**Problems to solve**.
1. In the article on Barbados renewable energy rates, for how many years would investors be locked into the new rate of return?
2. Continue the article on Barbados renewable energy rates from its last sentence.

Government’s decision to standardise the rates of return for green energy suppliers to the national grid within the next two months has been given the thumbs up from a major player in renewable energy, Ralph Bizzy Williams.

In a Barbados TODAY interview, Williams said that while he has never slowed down his investments in the industry, he blamed the unreliability of rates for chasing away others.

The industrialist said: “This is definitely going to give the industry new impetus. This is something that we have been waiting on for a very long time and I would like to publicly thank the Government for finally making a decision. I think it is a brilliant idea and it is exactly what the alternative energy sector needs.”

He said that the decision did not come as a surprise and that he had always anticipated that Government would eventually get wise to the needs of the renewable energy industry.

“The only thing that held us up was getting licences. We always believe that common sense would eventually prevail,” said Williams.

Minister of Energy and Water Resources, Wilfred Abrahams, revealed yesterday that the Fair Trading Commission (FTC) has been given the responsibility to define the feeding tariff for producers who contribute up to one megawatt of electricity to the national grid.

The minister explained that investors would be locked into this rate of return for the next 20 years.

Abrahams further revealed that the FTC would not be constrained by the feeding tariff pricing structure for larger systems producing over one megawatt.

Noting that he expected rates to fall below what is currently being offered, Abrahams gave the assurance that the new permanent rate would ensure that investors receive fair returns, in light of significant reductions in the cost of the technology over the years.

**Data rows**.

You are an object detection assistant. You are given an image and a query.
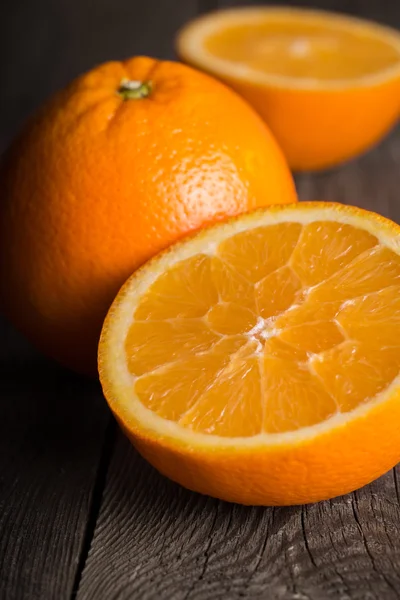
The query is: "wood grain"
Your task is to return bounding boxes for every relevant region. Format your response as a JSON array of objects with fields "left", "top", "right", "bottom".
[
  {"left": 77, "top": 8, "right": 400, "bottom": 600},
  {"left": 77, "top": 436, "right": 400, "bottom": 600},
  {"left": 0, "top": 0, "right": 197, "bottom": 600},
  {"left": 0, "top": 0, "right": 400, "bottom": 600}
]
--
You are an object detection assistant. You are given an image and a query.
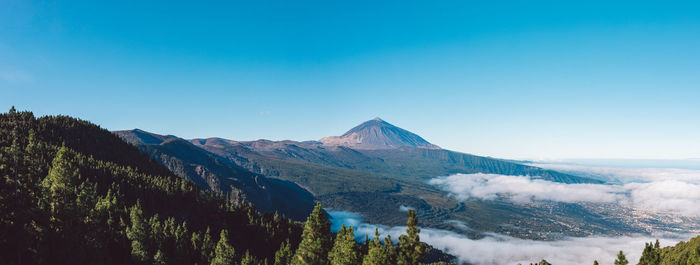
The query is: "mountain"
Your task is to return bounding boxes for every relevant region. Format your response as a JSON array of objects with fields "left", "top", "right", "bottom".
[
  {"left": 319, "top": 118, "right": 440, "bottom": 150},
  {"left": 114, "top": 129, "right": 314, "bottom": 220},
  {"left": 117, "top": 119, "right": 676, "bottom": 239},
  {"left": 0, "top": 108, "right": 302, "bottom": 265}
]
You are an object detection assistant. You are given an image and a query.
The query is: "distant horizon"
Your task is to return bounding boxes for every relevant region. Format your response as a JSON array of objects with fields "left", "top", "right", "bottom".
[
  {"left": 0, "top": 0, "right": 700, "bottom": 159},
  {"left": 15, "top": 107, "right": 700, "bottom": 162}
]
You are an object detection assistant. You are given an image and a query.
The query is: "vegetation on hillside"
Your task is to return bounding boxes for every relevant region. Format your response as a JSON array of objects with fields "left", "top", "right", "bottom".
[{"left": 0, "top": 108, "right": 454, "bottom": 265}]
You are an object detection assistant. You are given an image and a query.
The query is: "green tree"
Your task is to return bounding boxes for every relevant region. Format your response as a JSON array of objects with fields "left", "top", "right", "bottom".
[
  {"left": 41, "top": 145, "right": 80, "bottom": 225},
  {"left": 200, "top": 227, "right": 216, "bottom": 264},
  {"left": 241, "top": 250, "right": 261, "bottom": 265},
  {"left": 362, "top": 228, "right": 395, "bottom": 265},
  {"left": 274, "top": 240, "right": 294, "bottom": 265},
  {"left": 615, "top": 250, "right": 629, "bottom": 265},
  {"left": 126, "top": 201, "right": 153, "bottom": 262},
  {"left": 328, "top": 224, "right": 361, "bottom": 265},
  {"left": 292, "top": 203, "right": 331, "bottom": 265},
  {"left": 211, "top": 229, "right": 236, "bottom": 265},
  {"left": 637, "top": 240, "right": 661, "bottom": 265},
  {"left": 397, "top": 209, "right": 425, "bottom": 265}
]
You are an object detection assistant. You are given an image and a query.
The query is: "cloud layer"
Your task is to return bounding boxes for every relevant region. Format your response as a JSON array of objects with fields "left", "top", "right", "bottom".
* * *
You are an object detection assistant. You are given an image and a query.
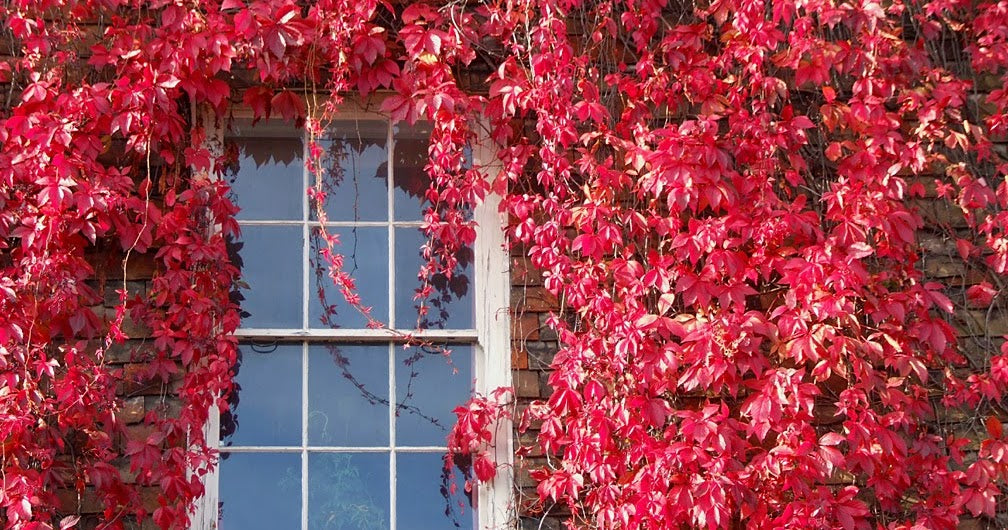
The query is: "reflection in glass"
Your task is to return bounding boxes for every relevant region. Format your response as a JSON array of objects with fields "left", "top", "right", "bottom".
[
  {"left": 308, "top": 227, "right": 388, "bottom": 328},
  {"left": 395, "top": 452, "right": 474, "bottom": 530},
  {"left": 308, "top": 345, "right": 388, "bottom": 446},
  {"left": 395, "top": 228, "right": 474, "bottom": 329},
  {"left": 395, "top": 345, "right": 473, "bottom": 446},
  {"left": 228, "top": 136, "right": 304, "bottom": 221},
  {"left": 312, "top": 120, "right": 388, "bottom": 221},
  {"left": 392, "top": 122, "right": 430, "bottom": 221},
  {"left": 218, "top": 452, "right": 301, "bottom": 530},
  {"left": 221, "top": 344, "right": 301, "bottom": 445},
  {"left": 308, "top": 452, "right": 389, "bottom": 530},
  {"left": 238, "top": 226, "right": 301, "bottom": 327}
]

**Expected outputs**.
1. For 20 years.

2.
Williams said that he had no problem with the rates going down, as it is only fair that the rates reflect changes in the sector. Over the last seven years, the price of solar panels has come down by 60 per cent, he added.

He said: “This is how business works, as the cost of the technology decreases the price will come down. This is what we have been talking about all along.

“As a matter of fact, I believe that a new tariff should be announced every year and it would come down as the price of the technology comes down. That is what we have been asking for years.

“So I have no problem with it at all, systems that are put in after July 6 should get rates based on the cost of technology at that time.”

In 2016, the FTC set a temporary rate for the power being sold to the national grid under the RER programme at $0.416/kWh for solar photovoltaic and $0.315/kWh for wind “until such time as a permanent rate may be established”. At the time, the FTC said the decision was taken to increase the capacity limit to 500 kW from 150 kW.